- TEXTO PARA LEITURA
--------------------------------------------------

UM TRIBUTO A MINHA SOGRA

1 Sam 20:3; “Mas, na verdade, como vive o Senhor, e como vive a tua alma, há apenas um passo entre mim e a morte.” 

Do jeito que a semana passada prosseguiu para a nossa família, essas palavras de Davi têm sido a nossa realidade. Havia uma sombra iminente, durante o tempo que nossa matriarca brasileira guerreou por sua vida contra o câncer, e o fenômeno que assaltava seus pulmões. Essa sombra escura trazia consigo as palavras, “há apenas um passo entre ela e a morte”, acabou por descer as cortinhas de uma vida bem vivida, como o fim de uma magnífica peça teatral. Infelizmente, para a família não haveria mais repetições, no entanto, Marlene Leonart acabou de entrar na melhor “produção” de todos os tempos, com Cristo o Senhor sendo o Diretor de sua vida aqui na terra e sua nova vida no céu. O palco está pronto e Ele tem um novo papel para sua filha encenar.

--------------------------------------------------

- CONJUNTO DE TAREFAS
**1)** Reproduza fielmente o trecho do tributo que começa em "UM TRIBUTO A" e vai até "sua filha encenar.", inclusive.
**2)** Qual é o nome da matriarca citado no tributo?
**3)** Liste todos os trechos que aparecem entre aspas no tributo.

- DADOS EXTRAÍDOS
--------------------------------------------------

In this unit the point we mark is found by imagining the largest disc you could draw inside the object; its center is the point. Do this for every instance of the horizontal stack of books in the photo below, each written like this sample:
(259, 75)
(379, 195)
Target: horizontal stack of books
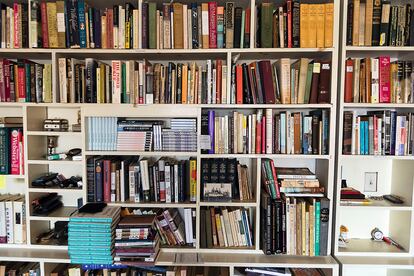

--------------------------------------------------

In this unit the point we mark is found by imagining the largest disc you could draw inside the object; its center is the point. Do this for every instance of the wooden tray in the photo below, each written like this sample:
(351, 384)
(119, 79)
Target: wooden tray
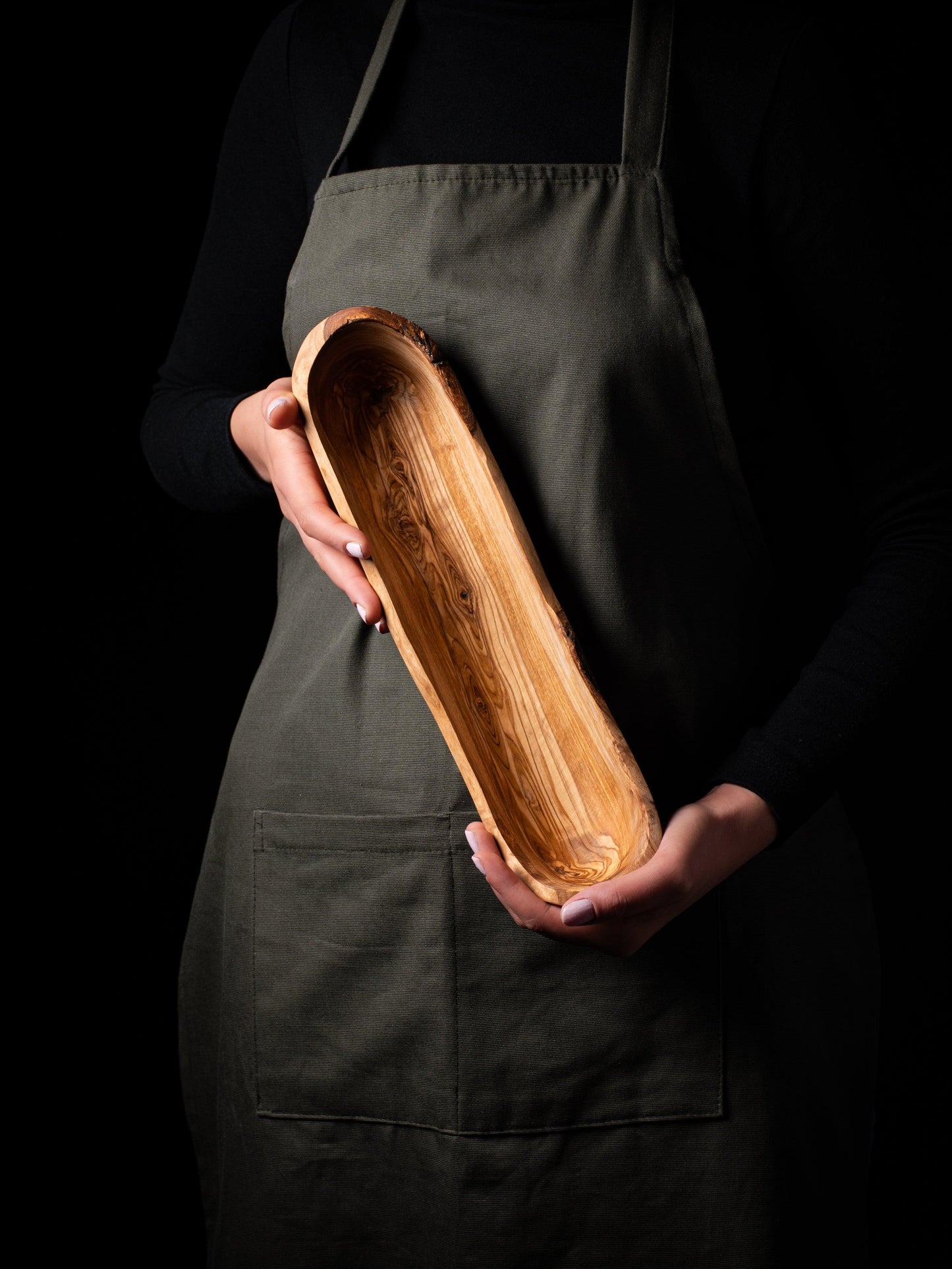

--------------------------------------------------

- RESPOSTAS POR TAREFA
**1)**
UM TRIBUTO A MINHA SOGRA

1 Sam 20:3; “Mas, na verdade, como vive o Senhor, e como vive a tua alma, há apenas um passo entre mim e a morte.” 

Do jeito que a semana passada prosseguiu para a nossa família, essas palavras de Davi têm sido a nossa realidade. Havia uma sombra iminente, durante o tempo que nossa matriarca brasileira guerreou por sua vida contra o câncer, e o fenômeno que assaltava seus pulmões. Essa sombra escura trazia consigo as palavras, “há apenas um passo entre ela e a morte”, acabou por descer as cortinhas de uma vida bem vivida, como o fim de uma magnífica peça teatral. Infelizmente, para a família não haveria mais repetições, no entanto, Marlene Leonart acabou de entrar na melhor “produção” de todos os tempos, com Cristo o Senhor sendo o Diretor de sua vida aqui na terra e sua nova vida no céu. O palco está pronto e Ele tem um novo papel para sua filha encenar.

**2)** Marlene Leonart.

**3)**
- “Mas, na verdade, como vive o Senhor, e como vive a tua alma, há apenas um passo entre mim e a morte.”
- “há apenas um passo entre ela e a morte”
- “produção”